Make an exact copy of all the entries, with the pictures left out.

# # # # # # #

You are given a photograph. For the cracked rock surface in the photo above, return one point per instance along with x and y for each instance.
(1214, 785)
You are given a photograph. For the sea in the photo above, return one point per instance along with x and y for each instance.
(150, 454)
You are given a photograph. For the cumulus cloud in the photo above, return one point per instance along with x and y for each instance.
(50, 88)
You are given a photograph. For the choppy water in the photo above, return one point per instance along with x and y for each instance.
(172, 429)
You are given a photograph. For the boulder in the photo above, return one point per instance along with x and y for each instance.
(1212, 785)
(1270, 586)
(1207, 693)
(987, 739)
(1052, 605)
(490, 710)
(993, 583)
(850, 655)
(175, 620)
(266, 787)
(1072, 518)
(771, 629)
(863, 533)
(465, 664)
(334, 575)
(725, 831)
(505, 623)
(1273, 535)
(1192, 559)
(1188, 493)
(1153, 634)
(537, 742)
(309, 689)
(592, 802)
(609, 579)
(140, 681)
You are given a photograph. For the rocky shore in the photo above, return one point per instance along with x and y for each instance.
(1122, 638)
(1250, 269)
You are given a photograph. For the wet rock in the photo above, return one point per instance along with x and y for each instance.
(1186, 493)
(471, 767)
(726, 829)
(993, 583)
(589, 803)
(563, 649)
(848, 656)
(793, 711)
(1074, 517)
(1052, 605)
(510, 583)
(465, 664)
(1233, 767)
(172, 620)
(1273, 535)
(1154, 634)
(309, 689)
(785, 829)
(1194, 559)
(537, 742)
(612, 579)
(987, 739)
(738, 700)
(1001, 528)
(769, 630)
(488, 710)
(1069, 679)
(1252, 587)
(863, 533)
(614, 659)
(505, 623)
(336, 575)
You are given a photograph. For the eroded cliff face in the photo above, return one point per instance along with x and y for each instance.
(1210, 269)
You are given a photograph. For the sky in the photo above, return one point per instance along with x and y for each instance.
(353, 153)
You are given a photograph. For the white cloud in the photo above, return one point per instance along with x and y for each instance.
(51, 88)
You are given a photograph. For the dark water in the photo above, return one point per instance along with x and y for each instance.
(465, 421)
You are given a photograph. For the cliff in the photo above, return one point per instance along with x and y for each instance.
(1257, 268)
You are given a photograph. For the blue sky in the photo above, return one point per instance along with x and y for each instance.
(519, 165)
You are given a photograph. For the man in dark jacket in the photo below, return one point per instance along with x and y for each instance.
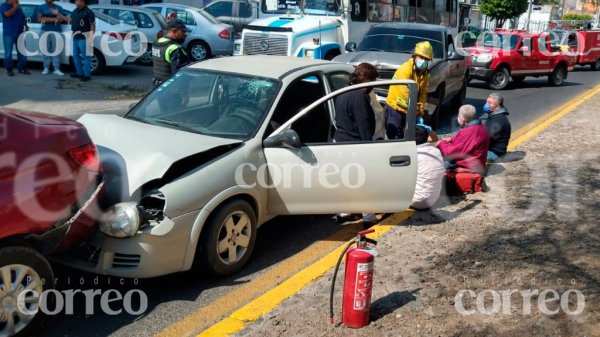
(354, 116)
(167, 53)
(498, 126)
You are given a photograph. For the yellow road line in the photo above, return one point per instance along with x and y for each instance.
(271, 278)
(263, 304)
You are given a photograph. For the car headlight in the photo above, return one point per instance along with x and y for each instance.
(120, 220)
(483, 58)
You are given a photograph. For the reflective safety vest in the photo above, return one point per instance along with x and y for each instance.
(161, 57)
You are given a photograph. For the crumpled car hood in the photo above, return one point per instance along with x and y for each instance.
(143, 152)
(379, 59)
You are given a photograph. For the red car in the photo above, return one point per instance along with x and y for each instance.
(50, 179)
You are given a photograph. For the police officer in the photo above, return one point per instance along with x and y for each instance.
(167, 53)
(417, 69)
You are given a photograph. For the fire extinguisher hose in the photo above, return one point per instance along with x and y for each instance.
(337, 266)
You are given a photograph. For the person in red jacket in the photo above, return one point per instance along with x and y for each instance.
(468, 148)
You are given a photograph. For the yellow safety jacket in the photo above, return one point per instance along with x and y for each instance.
(398, 94)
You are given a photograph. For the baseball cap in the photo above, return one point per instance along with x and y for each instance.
(177, 24)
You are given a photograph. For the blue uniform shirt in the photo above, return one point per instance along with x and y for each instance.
(13, 25)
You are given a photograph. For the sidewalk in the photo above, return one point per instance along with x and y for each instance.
(536, 230)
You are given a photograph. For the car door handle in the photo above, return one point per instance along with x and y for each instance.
(399, 161)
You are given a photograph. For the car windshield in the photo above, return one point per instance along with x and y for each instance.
(400, 41)
(209, 102)
(314, 7)
(503, 41)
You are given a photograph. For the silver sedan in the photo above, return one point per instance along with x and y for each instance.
(223, 146)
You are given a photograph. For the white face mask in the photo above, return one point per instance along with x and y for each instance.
(421, 63)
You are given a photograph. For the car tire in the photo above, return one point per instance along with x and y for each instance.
(518, 80)
(97, 62)
(33, 267)
(199, 51)
(557, 78)
(500, 79)
(224, 251)
(459, 99)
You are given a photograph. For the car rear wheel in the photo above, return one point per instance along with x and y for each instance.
(228, 239)
(500, 79)
(199, 51)
(557, 78)
(21, 269)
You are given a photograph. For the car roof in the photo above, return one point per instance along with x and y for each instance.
(127, 8)
(412, 26)
(260, 65)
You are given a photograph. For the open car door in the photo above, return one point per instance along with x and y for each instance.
(326, 178)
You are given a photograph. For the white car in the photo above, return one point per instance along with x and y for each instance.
(115, 43)
(223, 146)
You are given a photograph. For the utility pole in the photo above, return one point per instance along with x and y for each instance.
(529, 13)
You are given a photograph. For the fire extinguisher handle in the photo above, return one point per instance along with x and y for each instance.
(371, 241)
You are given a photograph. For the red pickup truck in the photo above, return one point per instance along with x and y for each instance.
(501, 55)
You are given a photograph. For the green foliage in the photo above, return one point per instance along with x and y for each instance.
(502, 10)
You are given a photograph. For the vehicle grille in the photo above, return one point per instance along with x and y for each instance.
(126, 260)
(258, 44)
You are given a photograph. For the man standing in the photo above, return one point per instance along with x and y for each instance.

# # # # # # #

* **EXPECTED ANSWER**:
You are given a photograph. For the cracked rock surface in the photo above, return one point per instance along with x and y for each instance.
(1214, 785)
You are given a photograph. For the sea in the photo above, return one point per instance along with x and y for each instance.
(150, 454)
You are given a photograph. For the cumulus cloud in the photo above, return one point per instance along with x and y for each instance.
(50, 88)
You are given a photograph. For the choppy water in the photo above, return one point per instance along with x and y for each instance.
(172, 429)
You are given a photograph. For the boulder in the photo above, return one point per instance along with x and y for each instance.
(1212, 785)
(1270, 586)
(1207, 693)
(987, 739)
(1052, 605)
(490, 710)
(993, 583)
(850, 655)
(175, 620)
(266, 787)
(1072, 518)
(771, 629)
(863, 533)
(465, 664)
(334, 575)
(725, 831)
(505, 623)
(1273, 535)
(1192, 559)
(1188, 493)
(1153, 634)
(537, 742)
(309, 689)
(592, 802)
(609, 579)
(140, 681)
You are given a photograph. For the rocky shore in the photo above, return one point per instance along with x and y for each instance.
(1122, 638)
(1250, 269)
You are given a photograph. For the wet rock in the photo above, return one point per instance along with x and y for each instance.
(1186, 493)
(471, 767)
(726, 829)
(993, 583)
(589, 803)
(563, 649)
(848, 656)
(793, 711)
(1074, 517)
(1052, 605)
(510, 583)
(465, 664)
(1233, 767)
(172, 620)
(1273, 535)
(1154, 634)
(309, 689)
(785, 829)
(1194, 559)
(537, 742)
(612, 579)
(987, 739)
(738, 700)
(1001, 528)
(769, 630)
(488, 710)
(1069, 679)
(1252, 587)
(863, 533)
(614, 659)
(505, 623)
(336, 575)
You are given a photograph. For the eroded cliff face in the photo above, return one point per instance along with x and y for each instance.
(1210, 269)
You are given a photograph. For the sky in the photo above, return one point per instance along with x and y for each instance.
(353, 153)
You are given a photograph. For the white cloud in the photo above, return one point per instance along with x and y for each instance.
(51, 88)
You are given a photograph. For the dark water in the photo above, return one point per instance along with x and y for each instance.
(465, 421)
You are given a photograph. For the cliff in the photo above, return one point per instance along with x and y for each instance.
(1257, 268)
You are given a photograph. For the blue sky in the photo above, return one point per instance along with x and y for each instance.
(519, 165)
You are given a photograph. For the man in dark jacket in the photo below, return one point per instance along with x and y for each instance.
(354, 116)
(167, 53)
(498, 126)
You are given a photograph. For the yellow road line in the photo above, return one point per instance along with x and y for each instance.
(271, 278)
(263, 304)
You are given a photograph. For the car headlight in the photo above, return one point per instance along with x and y for each instance.
(120, 220)
(483, 58)
You are given a photograph. For the reflective safety vest in the photo above, return one point per instance along with x and y for each instance.
(161, 57)
You are given a photograph. For the crumpled car hood in the photo above, return one point per instance along with x and y for each instance.
(143, 152)
(379, 59)
You are given a photograph. For the red car in the photo above, return one point per instance along with x and y for each instance.
(50, 179)
You are given a photograph. For the police officer in the photo above, return one point per instance along with x and y for each instance.
(167, 53)
(417, 69)
You are given a photograph. For the fire extinguisher hose in the photo above, return one point per instance along with x and y for each instance.
(337, 266)
You are given a photograph. For the person in red jacket in the photo above, return one point per instance along with x and y for each instance.
(468, 148)
You are given a photograph. For the yellow safety jacket in the photo above, return one point per instance along with x and y for each instance.
(398, 94)
You are given a photograph. For the baseball cap in the photo above, return one point per instance along with x and y for each instance.
(177, 24)
You are given a photograph. For the blue uniform shirt in the photo above, return one point per instance along with x and y for each instance.
(13, 25)
You are given a photograph. For the sidewalk in the photo above, return one point per instance along with x and y for each instance.
(536, 230)
You are given a photograph. For the car door handle in the photo above, return one point per instance along with x and y for each instance.
(399, 161)
You are given a photograph. For the car windshield in the photo above, return one point per instance along with x and y for each instance.
(400, 41)
(209, 102)
(314, 7)
(503, 41)
You are given a photograph. For the silver sedan in the photo above, return one point per instance along with x and y for each instance.
(223, 146)
You are given a photograph. For the white face mask in the photo above, return one point per instance along with x and y for each instance.
(421, 63)
You are given a photograph. For the car tire in the photo above, return one point per instance along with x and y for each instance.
(518, 80)
(97, 62)
(33, 267)
(199, 51)
(557, 78)
(500, 79)
(224, 251)
(459, 99)
You are given a photograph. For the car rear wheel in the photo above, return one point per instance along with x and y for each instance.
(228, 239)
(500, 79)
(199, 51)
(557, 78)
(21, 269)
You are given a photograph. For the car roof in the photo above, return one point per instance along with x and y for each instance.
(127, 8)
(412, 26)
(260, 65)
You are given a photograph. For the open car door in the photo above, return one point per instance along with x and y for each instance.
(326, 178)
You are given a photograph. For the white car in the photo above, return one point per instance along with x and y for each instance.
(115, 43)
(223, 146)
You are given a photograph. For the utility pole in the photo above, return one point per instance along with x and y for each instance.
(529, 13)
You are given a photograph. For the fire extinguisher handle in the photo above, return one point per instance along with x and y for each instance.
(371, 241)
You are given a photograph. For the red pickup truck in the photo above, return one point per instance along with x and y for each instance.
(501, 55)
You are given a photograph. For the green foliage in the photo above, return one point per instance along with x and y for each instance.
(502, 10)
You are given a photograph. For the vehicle grille in the photo above, return one point per instance along with x and y for each instance.
(126, 260)
(258, 44)
You are given a photograph. For the man standing in the photo above, return one point per instance along with x and y for each instance.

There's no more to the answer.